**DATA PROVIDED:**
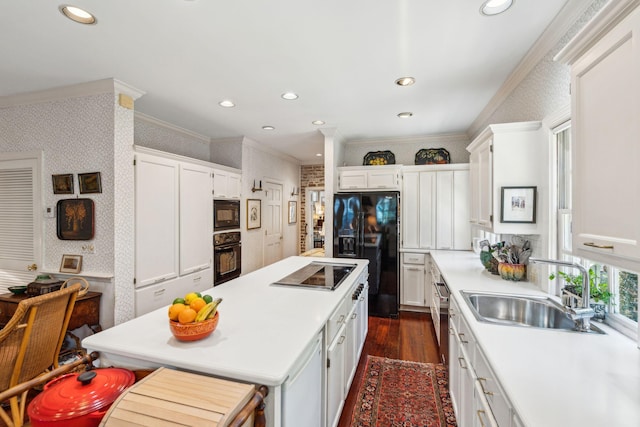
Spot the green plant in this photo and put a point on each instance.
(598, 286)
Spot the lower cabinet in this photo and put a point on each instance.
(415, 291)
(476, 395)
(345, 334)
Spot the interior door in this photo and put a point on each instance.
(273, 222)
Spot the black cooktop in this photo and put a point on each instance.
(318, 275)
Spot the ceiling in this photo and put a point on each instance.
(340, 56)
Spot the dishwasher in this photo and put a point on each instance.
(301, 400)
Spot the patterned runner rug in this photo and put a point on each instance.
(397, 393)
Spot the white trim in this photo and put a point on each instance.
(550, 38)
(610, 15)
(166, 125)
(97, 87)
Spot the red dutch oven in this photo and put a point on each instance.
(79, 400)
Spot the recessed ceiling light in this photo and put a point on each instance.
(226, 103)
(405, 81)
(78, 15)
(495, 7)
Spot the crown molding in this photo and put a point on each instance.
(609, 16)
(448, 137)
(552, 35)
(138, 116)
(97, 87)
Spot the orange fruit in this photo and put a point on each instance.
(175, 310)
(197, 304)
(190, 297)
(187, 315)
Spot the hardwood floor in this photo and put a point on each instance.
(411, 337)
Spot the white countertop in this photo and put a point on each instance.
(262, 331)
(552, 378)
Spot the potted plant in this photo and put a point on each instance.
(599, 293)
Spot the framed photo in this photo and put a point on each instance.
(89, 182)
(254, 213)
(518, 204)
(293, 212)
(71, 264)
(63, 184)
(75, 219)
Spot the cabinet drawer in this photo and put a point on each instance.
(337, 319)
(408, 258)
(492, 392)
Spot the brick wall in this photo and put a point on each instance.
(310, 176)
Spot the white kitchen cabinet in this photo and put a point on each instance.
(226, 184)
(505, 155)
(173, 222)
(435, 207)
(605, 65)
(369, 178)
(413, 280)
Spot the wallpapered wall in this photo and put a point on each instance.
(78, 135)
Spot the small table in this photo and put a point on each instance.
(85, 312)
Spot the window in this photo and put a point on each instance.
(623, 285)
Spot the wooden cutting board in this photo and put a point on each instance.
(168, 397)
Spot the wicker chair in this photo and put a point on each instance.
(30, 343)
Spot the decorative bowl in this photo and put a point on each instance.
(515, 272)
(17, 290)
(195, 330)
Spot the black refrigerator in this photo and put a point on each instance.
(366, 225)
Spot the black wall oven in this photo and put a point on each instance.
(226, 215)
(227, 256)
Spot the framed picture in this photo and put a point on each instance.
(293, 212)
(518, 204)
(75, 219)
(89, 182)
(253, 213)
(63, 184)
(71, 264)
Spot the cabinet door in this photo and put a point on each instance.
(156, 219)
(410, 210)
(382, 179)
(352, 180)
(335, 379)
(413, 285)
(461, 211)
(485, 185)
(444, 210)
(606, 108)
(427, 210)
(196, 218)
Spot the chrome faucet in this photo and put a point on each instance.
(581, 315)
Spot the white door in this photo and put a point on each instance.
(272, 222)
(20, 216)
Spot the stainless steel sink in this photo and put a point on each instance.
(521, 310)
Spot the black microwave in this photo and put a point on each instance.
(226, 214)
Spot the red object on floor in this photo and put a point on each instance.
(401, 393)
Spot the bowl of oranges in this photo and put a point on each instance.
(193, 317)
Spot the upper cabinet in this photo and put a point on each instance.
(605, 104)
(226, 184)
(505, 155)
(369, 178)
(435, 207)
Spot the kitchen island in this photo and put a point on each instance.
(265, 332)
(550, 378)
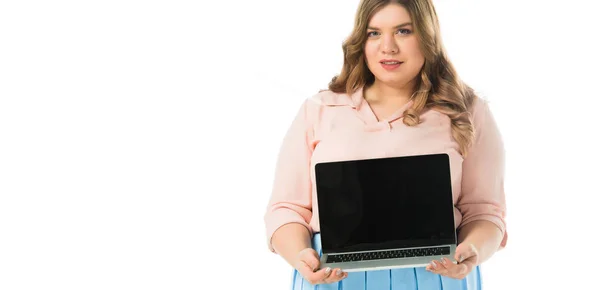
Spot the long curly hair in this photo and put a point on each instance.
(438, 85)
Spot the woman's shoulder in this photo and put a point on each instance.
(330, 98)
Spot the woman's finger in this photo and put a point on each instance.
(336, 276)
(465, 251)
(314, 278)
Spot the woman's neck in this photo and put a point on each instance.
(383, 93)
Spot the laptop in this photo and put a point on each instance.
(385, 213)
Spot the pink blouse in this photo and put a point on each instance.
(331, 127)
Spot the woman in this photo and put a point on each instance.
(397, 94)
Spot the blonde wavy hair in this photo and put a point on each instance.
(438, 85)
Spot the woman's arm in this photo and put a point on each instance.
(289, 240)
(482, 200)
(288, 214)
(484, 235)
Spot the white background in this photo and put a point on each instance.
(138, 138)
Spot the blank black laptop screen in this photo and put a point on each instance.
(385, 203)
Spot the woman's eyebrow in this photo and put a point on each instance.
(395, 27)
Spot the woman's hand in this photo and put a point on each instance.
(467, 257)
(307, 262)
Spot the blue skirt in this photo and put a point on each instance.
(395, 279)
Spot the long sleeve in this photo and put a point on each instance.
(482, 196)
(291, 197)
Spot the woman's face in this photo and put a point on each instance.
(392, 49)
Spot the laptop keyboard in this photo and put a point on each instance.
(393, 254)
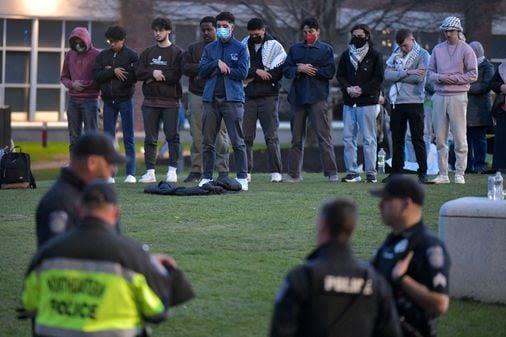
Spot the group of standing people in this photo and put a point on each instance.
(233, 83)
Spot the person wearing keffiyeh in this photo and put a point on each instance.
(360, 73)
(405, 73)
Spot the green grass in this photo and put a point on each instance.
(235, 249)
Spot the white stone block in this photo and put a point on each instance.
(474, 232)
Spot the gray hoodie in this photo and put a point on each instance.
(410, 88)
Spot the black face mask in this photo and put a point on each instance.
(358, 42)
(255, 39)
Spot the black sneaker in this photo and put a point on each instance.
(422, 178)
(193, 177)
(352, 178)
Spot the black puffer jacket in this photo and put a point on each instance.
(479, 100)
(112, 89)
(368, 76)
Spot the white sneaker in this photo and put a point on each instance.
(204, 181)
(243, 182)
(459, 179)
(276, 177)
(441, 179)
(149, 177)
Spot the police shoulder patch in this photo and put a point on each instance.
(435, 256)
(58, 221)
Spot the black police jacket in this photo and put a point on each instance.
(327, 296)
(112, 89)
(430, 266)
(57, 210)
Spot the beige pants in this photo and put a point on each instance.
(449, 113)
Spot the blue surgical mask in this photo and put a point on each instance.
(223, 33)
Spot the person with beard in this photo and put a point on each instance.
(77, 77)
(360, 73)
(159, 68)
(115, 71)
(262, 94)
(405, 72)
(93, 157)
(310, 64)
(190, 64)
(224, 66)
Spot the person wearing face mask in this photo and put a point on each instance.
(190, 64)
(77, 77)
(115, 71)
(224, 65)
(360, 73)
(262, 94)
(311, 66)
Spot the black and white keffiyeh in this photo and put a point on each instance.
(357, 54)
(273, 53)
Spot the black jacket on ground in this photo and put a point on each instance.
(57, 210)
(112, 89)
(368, 76)
(315, 294)
(259, 87)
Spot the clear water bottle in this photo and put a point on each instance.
(498, 187)
(381, 161)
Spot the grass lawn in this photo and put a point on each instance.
(234, 248)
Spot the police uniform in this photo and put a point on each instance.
(92, 282)
(429, 266)
(334, 294)
(57, 210)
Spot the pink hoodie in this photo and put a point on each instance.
(78, 66)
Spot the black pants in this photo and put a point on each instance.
(401, 114)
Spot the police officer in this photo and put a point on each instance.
(412, 259)
(334, 294)
(90, 281)
(92, 157)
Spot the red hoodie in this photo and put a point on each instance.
(78, 66)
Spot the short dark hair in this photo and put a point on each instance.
(366, 30)
(341, 216)
(311, 23)
(402, 34)
(255, 23)
(225, 16)
(210, 19)
(115, 33)
(161, 23)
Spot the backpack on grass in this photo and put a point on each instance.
(15, 171)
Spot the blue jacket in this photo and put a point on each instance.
(306, 89)
(236, 56)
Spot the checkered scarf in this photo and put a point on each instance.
(357, 54)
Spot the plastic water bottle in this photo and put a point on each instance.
(381, 161)
(498, 187)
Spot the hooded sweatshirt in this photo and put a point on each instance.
(79, 66)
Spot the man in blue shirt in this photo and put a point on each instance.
(224, 65)
(311, 66)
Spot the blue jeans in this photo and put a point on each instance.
(477, 148)
(79, 112)
(126, 110)
(363, 118)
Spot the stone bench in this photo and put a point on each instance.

**DIRECTIONS FOR THIS TASK:** Format this data as a JSON list of strings, one string per line, leaving out blank lines and the pictures.

**TASK ANSWER:**
[
  "Spot the green plant in this photo and put a point on each instance.",
  "(598, 286)",
  "Spot the lower cabinet in this photo and put a point on each instance.",
  "(415, 291)",
  "(476, 395)",
  "(345, 334)",
  "Spot the interior door in this photo and put a point on each instance.",
  "(273, 222)",
  "Spot the black cooktop in this photo and put a point on each instance.",
  "(318, 275)",
  "Spot the ceiling in this photo and put a point on each instance.",
  "(340, 56)",
  "Spot the dishwasher in this photo and put a point on each instance.",
  "(301, 400)",
  "Spot the patterned runner rug in this photo and put a point on each instance.",
  "(397, 393)",
  "Spot the white trim in this photo and put a point on each instance.",
  "(550, 38)",
  "(610, 15)",
  "(166, 125)",
  "(97, 87)",
  "Spot the red dutch oven in this photo and put a point on each instance.",
  "(79, 400)",
  "Spot the recessed ceiling light in this photo and put a point on each instance.",
  "(226, 103)",
  "(405, 81)",
  "(78, 15)",
  "(495, 7)",
  "Spot the crown molding in this photo and put a point on each instance.",
  "(609, 16)",
  "(448, 137)",
  "(552, 35)",
  "(138, 116)",
  "(97, 87)",
  "Spot the orange fruit in this photo and put a point on each instance.",
  "(175, 310)",
  "(197, 304)",
  "(190, 297)",
  "(187, 315)",
  "Spot the hardwood floor in this photo and put a point on each instance.",
  "(411, 337)",
  "Spot the white countertop in this photo and put a point on each instance.",
  "(262, 331)",
  "(552, 378)",
  "Spot the potted plant in this photo and put a point on each instance.",
  "(599, 293)",
  "Spot the framed photo in this photo and put a point on each instance.",
  "(89, 182)",
  "(254, 213)",
  "(518, 204)",
  "(293, 212)",
  "(71, 264)",
  "(63, 184)",
  "(75, 219)",
  "Spot the cabinet drawer in this photo and put a point on each instance.",
  "(337, 319)",
  "(408, 258)",
  "(492, 392)",
  "Spot the brick wall in this photo and put a point on each instance.",
  "(310, 176)",
  "Spot the white kitchen cabinet in this photo and put a point on each instance.",
  "(226, 184)",
  "(505, 155)",
  "(173, 222)",
  "(435, 207)",
  "(605, 65)",
  "(369, 178)",
  "(413, 280)",
  "Spot the wallpapered wall in this photo and put a point on each instance.",
  "(78, 135)",
  "Spot the small table in this photo and put a point on each instance.",
  "(85, 312)",
  "Spot the window in this photo and put a point on each instance.",
  "(623, 285)",
  "Spot the wooden cutting board in this photo and put a point on each instance.",
  "(168, 397)",
  "Spot the wicker chair in this photo and put a point on each instance.",
  "(30, 343)",
  "Spot the decorative bowl in this photo and put a point on each instance.",
  "(515, 272)",
  "(17, 290)",
  "(195, 330)",
  "Spot the black refrigerator in this photo and put a point on each instance.",
  "(366, 225)",
  "Spot the black wall oven in this photo and put a point on each instance.",
  "(226, 215)",
  "(227, 256)",
  "Spot the framed picture in this photo and put a point on each instance.",
  "(293, 212)",
  "(518, 204)",
  "(75, 219)",
  "(89, 182)",
  "(253, 213)",
  "(63, 184)",
  "(71, 264)",
  "Spot the cabinet door in this photo and put a point on each instance.",
  "(156, 219)",
  "(410, 210)",
  "(382, 179)",
  "(352, 180)",
  "(335, 379)",
  "(413, 285)",
  "(461, 211)",
  "(485, 185)",
  "(444, 210)",
  "(606, 108)",
  "(427, 210)",
  "(196, 218)",
  "Spot the chrome faucet in this photo and put a point on each instance.",
  "(581, 315)",
  "Spot the white door in this photo and put a point on each instance.",
  "(272, 222)",
  "(20, 216)",
  "Spot the stainless steel sink in this photo and put a point on each instance.",
  "(521, 310)",
  "Spot the black microwave in this photo and put a point on each instance.",
  "(226, 214)",
  "Spot the red object on floor in this photo and put a point on each instance.",
  "(401, 393)",
  "Spot the bowl of oranges in this photo and put a point on each instance.",
  "(193, 317)",
  "Spot the upper cabinet in this photo and put a point on each instance.",
  "(605, 104)",
  "(226, 184)",
  "(505, 155)",
  "(369, 178)",
  "(435, 207)",
  "Spot the kitchen island in this photo and put a point on each instance.",
  "(265, 332)",
  "(550, 378)",
  "Spot the long curly hair in this photo and put a point on each instance.",
  "(438, 85)",
  "Spot the woman's shoulder in this photo and put a point on each instance.",
  "(330, 98)",
  "Spot the woman's finger in this photo and put a point on each instance.",
  "(336, 276)",
  "(465, 251)",
  "(314, 278)",
  "Spot the woman's neck in this photo and put a point on each instance.",
  "(383, 93)",
  "Spot the laptop in this photo and put a point on each instance.",
  "(385, 213)",
  "Spot the pink blouse in this photo and put a point on each instance.",
  "(331, 127)",
  "Spot the woman in this photo and put a point on each instance.",
  "(397, 94)",
  "Spot the blonde wavy hair in this photo and put a point on each instance.",
  "(438, 85)",
  "Spot the woman's arm in this photo and put a point on each instance.",
  "(289, 240)",
  "(482, 200)",
  "(288, 214)",
  "(484, 235)",
  "Spot the white background in this photo and put a point on each instance.",
  "(138, 138)",
  "Spot the blank black laptop screen in this photo and put a point on each instance.",
  "(385, 203)",
  "Spot the woman's eyebrow in this photo and put a point on each instance.",
  "(395, 27)",
  "Spot the woman's hand in this photo and put a point on each instance.",
  "(467, 257)",
  "(307, 262)",
  "Spot the blue skirt in this photo and put a point on each instance.",
  "(395, 279)",
  "Spot the long sleeve in this photo and put a point on each instance.",
  "(482, 196)",
  "(291, 197)",
  "Spot the woman's face in this photo and put a point on each instance.",
  "(392, 49)",
  "Spot the laptop keyboard in this photo and put a point on each instance.",
  "(393, 254)",
  "Spot the group of standing people in this photo and put a point on each instance.",
  "(233, 83)",
  "Spot the person wearing keffiyeh in this photo and put a point on each instance.",
  "(360, 73)",
  "(405, 73)",
  "Spot the green grass in this photo and put a point on each instance.",
  "(235, 249)",
  "Spot the white stone block in this photo and put a point on each instance.",
  "(474, 232)",
  "Spot the gray hoodie in this photo and put a point on each instance.",
  "(410, 88)",
  "Spot the black face mask in this photo and put a point on each instance.",
  "(358, 42)",
  "(255, 39)",
  "Spot the black sneaker in this photo and put a point on each instance.",
  "(422, 178)",
  "(193, 177)",
  "(352, 178)",
  "Spot the black puffer jacket in this photo and put a point on each instance.",
  "(479, 100)",
  "(112, 89)",
  "(368, 76)",
  "Spot the white sneaker in this photo and put a point on each instance.",
  "(204, 181)",
  "(243, 182)",
  "(459, 179)",
  "(276, 177)",
  "(441, 179)",
  "(149, 177)",
  "Spot the police shoulder patch in this photo and put a point on each instance.",
  "(435, 256)",
  "(58, 221)",
  "Spot the black police jacket in this photo and put a point on each instance.",
  "(327, 296)",
  "(112, 89)",
  "(430, 266)",
  "(57, 210)",
  "Spot the beige pants in this photo and put a point on each instance.",
  "(449, 113)",
  "Spot the blue surgical mask in this photo and put a point on each instance.",
  "(223, 33)",
  "Spot the person with beard in this photo and put a point on each instance.",
  "(77, 77)",
  "(360, 73)",
  "(159, 68)",
  "(115, 71)",
  "(262, 94)",
  "(405, 72)",
  "(93, 157)",
  "(310, 64)",
  "(190, 64)",
  "(224, 66)",
  "Spot the person wearing face mask in this photo and put a point on each instance.",
  "(190, 64)",
  "(77, 77)",
  "(115, 71)",
  "(224, 65)",
  "(360, 73)",
  "(262, 94)",
  "(311, 66)",
  "Spot the black and white keffiyeh in this photo and put a point on each instance.",
  "(357, 54)",
  "(273, 53)",
  "Spot the black jacket on ground in this photo and put a point on each instance.",
  "(57, 210)",
  "(112, 89)",
  "(368, 76)",
  "(315, 294)",
  "(259, 87)",
  "Spot the clear water bottle in this photo and put a point on each instance.",
  "(498, 187)",
  "(381, 161)",
  "Spot the grass lawn in this photo and put a point on each instance.",
  "(234, 248)",
  "Spot the police uniform in this photo and put a point on each instance.",
  "(92, 282)",
  "(429, 266)",
  "(334, 294)",
  "(57, 210)",
  "Spot the pink hoodie in this photo and put a point on each instance.",
  "(78, 66)",
  "Spot the black pants in this photo and put a point on each instance.",
  "(401, 114)",
  "Spot the police officer in this photo and put a point on each instance.",
  "(412, 259)",
  "(334, 294)",
  "(90, 281)",
  "(92, 157)",
  "Spot the red hoodie in this photo and put a point on each instance.",
  "(78, 66)",
  "Spot the short dark hair in this photo and put a point on each instance.",
  "(366, 30)",
  "(341, 216)",
  "(311, 23)",
  "(402, 34)",
  "(255, 23)",
  "(225, 16)",
  "(210, 19)",
  "(115, 33)",
  "(161, 23)",
  "Spot the backpack on grass in this photo and put a point on each instance.",
  "(15, 171)",
  "Spot the blue jacket in this photo and put a point on each instance.",
  "(306, 89)",
  "(236, 56)",
  "Spot the checkered scarf in this photo and put a point on each instance.",
  "(357, 54)",
  "Spot the plastic water bottle in this photo and put a point on each instance.",
  "(381, 161)",
  "(498, 187)",
  "Spot the hooded sweatshirt in this photo and put a point on each instance.",
  "(79, 66)",
  "Spot the man in blue shirt in this photo and put a point on each instance.",
  "(224, 65)",
  "(311, 66)",
  "Spot the blue jeans in this photo and put a point on each instance.",
  "(477, 148)",
  "(79, 112)",
  "(126, 110)",
  "(363, 118)",
  "Spot the stone bench in this photo and put a point on each instance."
]